Extract provided:
- Opening Delimiter -

The preacher’s task is to present the truth of Luke 19:10: “For the Son of Man came to seek and to save the lost.” Everything flows out of this statement; it is the raison d’être (sole purpose for something) for preaching. The preacher is called to follow through with what Jesus started and what He expects those following Him to do. Matthew 24:14 reads, “And this gospel of the kingdom will be proclaimed throughout the whole world as a testimony to all nations, and then the end will come.” The Gospel is the good news. Preaching is and always will be God’s means of reaching people.

I have a friend, not by choice but possibly by divine intervention. Parking my car one day to go up one of my favorite mountains, Mark came up to me and asked if I wanted a companion. Why not? I agreed, and we spent most of the day together scrambling up and down some tricky terrain. Mark is a Munroist. A Munroist is a person who climbs the 282 Munros in Scotland, which were classified by Sir Hugh Munro (1856–1919) as having the magic height of over three thousand feet (914.4 meters). Munros attract people from all over the world to complete all 282. I told him I was a Christian, but not much else. Mark vaped on his e-cigarette all day; it was like being followed by a dragon. At the end of the day, he told me he didn’t swear around me that day because I was a Christian. In a later article, I will tell about another adventure that almost ended in disaster.

- Closing Delimiter -

Supplied data:

- Opening Delimiter -

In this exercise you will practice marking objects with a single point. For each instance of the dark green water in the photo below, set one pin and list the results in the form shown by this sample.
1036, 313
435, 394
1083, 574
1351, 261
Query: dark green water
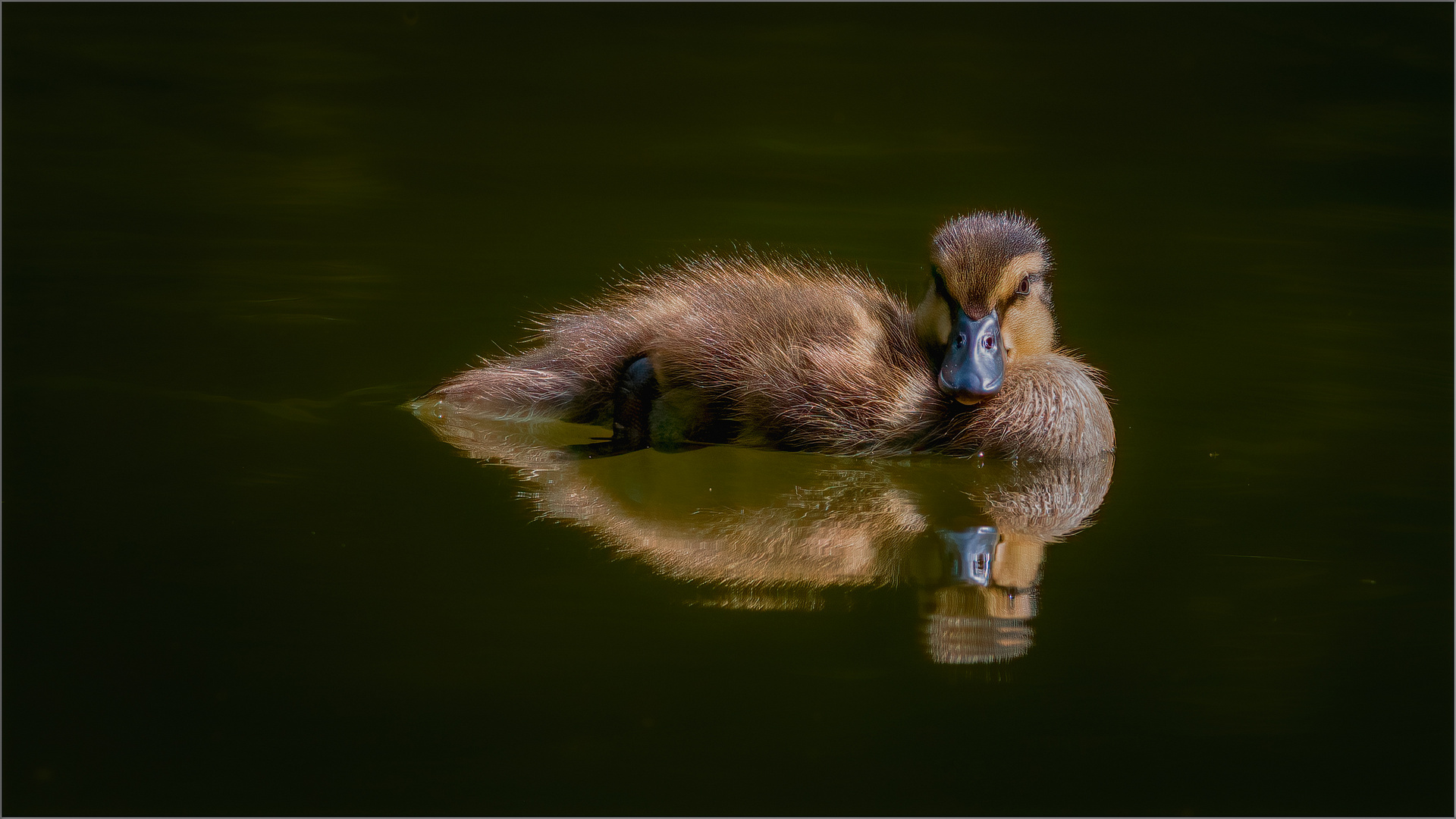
239, 579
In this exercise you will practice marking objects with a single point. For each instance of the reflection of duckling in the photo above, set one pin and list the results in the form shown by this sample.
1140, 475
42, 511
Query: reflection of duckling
807, 354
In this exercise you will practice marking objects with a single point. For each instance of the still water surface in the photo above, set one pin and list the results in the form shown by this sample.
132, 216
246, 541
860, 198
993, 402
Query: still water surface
240, 579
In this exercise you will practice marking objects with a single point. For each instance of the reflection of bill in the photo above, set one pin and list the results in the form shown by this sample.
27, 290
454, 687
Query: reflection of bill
777, 531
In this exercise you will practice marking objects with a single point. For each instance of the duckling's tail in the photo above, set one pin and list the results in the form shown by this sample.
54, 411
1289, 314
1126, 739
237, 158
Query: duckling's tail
570, 378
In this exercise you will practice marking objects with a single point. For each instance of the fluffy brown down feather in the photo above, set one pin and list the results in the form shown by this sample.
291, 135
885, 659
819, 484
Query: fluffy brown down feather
795, 354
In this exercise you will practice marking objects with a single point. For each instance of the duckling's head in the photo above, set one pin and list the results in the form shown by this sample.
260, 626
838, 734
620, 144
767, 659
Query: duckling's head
989, 302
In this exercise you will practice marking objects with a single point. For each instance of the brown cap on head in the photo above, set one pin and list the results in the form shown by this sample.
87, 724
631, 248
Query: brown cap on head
976, 256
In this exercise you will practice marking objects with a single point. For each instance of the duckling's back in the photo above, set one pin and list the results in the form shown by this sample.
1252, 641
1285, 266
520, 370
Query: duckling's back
756, 350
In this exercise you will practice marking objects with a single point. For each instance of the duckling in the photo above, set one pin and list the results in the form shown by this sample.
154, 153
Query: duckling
808, 354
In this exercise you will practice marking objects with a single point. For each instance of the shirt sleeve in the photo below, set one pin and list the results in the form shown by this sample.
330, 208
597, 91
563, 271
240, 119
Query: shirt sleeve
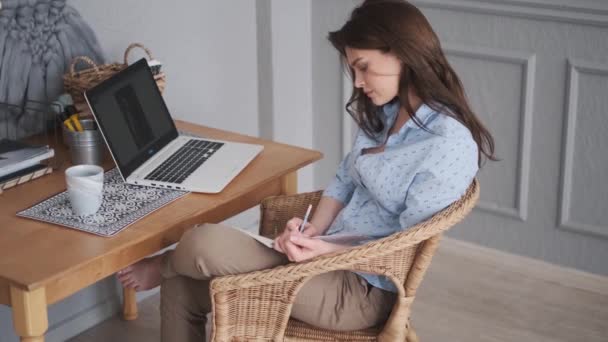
342, 186
444, 182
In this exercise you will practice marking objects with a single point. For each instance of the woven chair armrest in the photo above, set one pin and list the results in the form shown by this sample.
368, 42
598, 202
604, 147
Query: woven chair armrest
275, 211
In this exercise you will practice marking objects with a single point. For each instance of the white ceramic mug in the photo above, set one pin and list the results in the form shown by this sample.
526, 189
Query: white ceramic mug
85, 188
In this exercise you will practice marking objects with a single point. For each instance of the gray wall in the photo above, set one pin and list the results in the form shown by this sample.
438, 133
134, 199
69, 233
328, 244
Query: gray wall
537, 74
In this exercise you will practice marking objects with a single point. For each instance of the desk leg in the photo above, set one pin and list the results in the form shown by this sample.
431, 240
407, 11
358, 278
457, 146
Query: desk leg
30, 317
129, 304
289, 183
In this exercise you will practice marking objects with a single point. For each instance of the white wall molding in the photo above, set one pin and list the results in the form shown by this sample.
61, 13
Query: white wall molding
575, 12
528, 62
575, 69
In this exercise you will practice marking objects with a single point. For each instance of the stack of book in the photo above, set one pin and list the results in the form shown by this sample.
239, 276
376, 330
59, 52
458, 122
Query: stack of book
21, 162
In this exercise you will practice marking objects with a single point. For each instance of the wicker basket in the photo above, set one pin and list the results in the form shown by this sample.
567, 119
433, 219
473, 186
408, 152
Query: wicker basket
77, 82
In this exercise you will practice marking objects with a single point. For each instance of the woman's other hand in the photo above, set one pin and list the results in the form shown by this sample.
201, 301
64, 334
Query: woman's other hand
301, 247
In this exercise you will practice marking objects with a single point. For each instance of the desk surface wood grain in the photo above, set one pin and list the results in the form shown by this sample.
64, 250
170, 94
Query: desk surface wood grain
35, 254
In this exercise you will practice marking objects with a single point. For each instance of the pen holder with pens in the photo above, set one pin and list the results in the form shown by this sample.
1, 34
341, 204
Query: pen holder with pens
86, 147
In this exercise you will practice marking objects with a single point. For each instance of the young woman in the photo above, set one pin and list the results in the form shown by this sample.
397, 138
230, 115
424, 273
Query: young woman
418, 148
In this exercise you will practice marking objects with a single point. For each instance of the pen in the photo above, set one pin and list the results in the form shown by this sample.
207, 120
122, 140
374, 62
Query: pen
305, 218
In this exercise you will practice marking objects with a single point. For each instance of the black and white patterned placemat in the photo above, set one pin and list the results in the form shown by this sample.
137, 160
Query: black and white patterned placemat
122, 205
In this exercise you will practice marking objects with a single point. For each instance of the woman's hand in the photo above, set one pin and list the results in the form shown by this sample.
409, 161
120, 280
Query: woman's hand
292, 229
301, 247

- Closing Delimiter -

Exercise requirements: Could you reproduce the passage on preaching and the Munro-climbing companion word for word, in full?

Response area:
The preacher’s task is to present the truth of Luke 19:10: “For the Son of Man came to seek and to save the lost.” Everything flows out of this statement; it is the raison d’être (sole purpose for something) for preaching. The preacher is called to follow through with what Jesus started and what He expects those following Him to do. Matthew 24:14 reads, “And this gospel of the kingdom will be proclaimed throughout the whole world as a testimony to all nations, and then the end will come.” The Gospel is the good news. Preaching is and always will be God’s means of reaching people.

I have a friend, not by choice but possibly by divine intervention. Parking my car one day to go up one of my favorite mountains, Mark came up to me and asked if I wanted a companion. Why not? I agreed, and we spent most of the day together scrambling up and down some tricky terrain. Mark is a Munroist. A Munroist is a person who climbs the 282 Munros in Scotland, which were classified by Sir Hugh Munro (1856–1919) as having the magic height of over three thousand feet (914.4 meters). Munros attract people from all over the world to complete all 282. I told him I was a Christian, but not much else. Mark vaped on his e-cigarette all day; it was like being followed by a dragon. At the end of the day, he told me he didn’t swear around me that day because I was a Christian. In a later article, I will tell about another adventure that almost ended in disaster.